TEXT BLOCK »
Charles Jenkins, a US soldier who defected to North Korea and later married a Japanese victim of the regime’s cold war abductions, has died in Japan aged 77.
Jenkins, a native of North Carolina, became an unlikely celebrity in Japan after his wife, Hitomi Soga, was freed by North Korea in 2002 and returned to her native country. Two years later, he and the couple’s two daughters, Mika and Brinda, joined Soga and settled in her hometown on the remote Sea of Japan island of Sado.
In the US, however, some regarded Jenkins as a traitor after details emerged of his defection to the communist North in 1965, at the height of the cold war.
He was accused of deserting his unit while on patrol in South Korea and fleeing to North Korea, where he taught English and occasionally played sinister Americans in propaganda films.
He later said the North Korean authorities had turned down his request to be sent to the Soviet Union, where he planned to turn himself in at the US embassy in Moscow.
Jenkins married Soga, one of his language students, in 1980 – a union between a man who had chosen to defect, albeit, as he would claim later, under the influence of alcohol, and a woman taken to North Korea against her will.

GIVEN MATERIAL »
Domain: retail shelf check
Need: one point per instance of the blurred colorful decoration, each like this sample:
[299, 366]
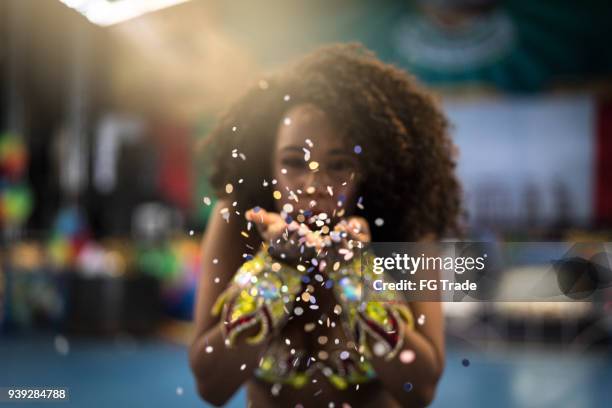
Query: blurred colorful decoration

REQUEST »
Transcribe the article above on Charles Jenkins, copying everything from "Charles Jenkins, a" down to "the cold war.".

EXERCISE SOLUTION »
Charles Jenkins, a US soldier who defected to North Korea and later married a Japanese victim of the regime’s cold war abductions, has died in Japan aged 77.
Jenkins, a native of North Carolina, became an unlikely celebrity in Japan after his wife, Hitomi Soga, was freed by North Korea in 2002 and returned to her native country. Two years later, he and the couple’s two daughters, Mika and Brinda, joined Soga and settled in her hometown on the remote Sea of Japan island of Sado.
In the US, however, some regarded Jenkins as a traitor after details emerged of his defection to the communist North in 1965, at the height of the cold war.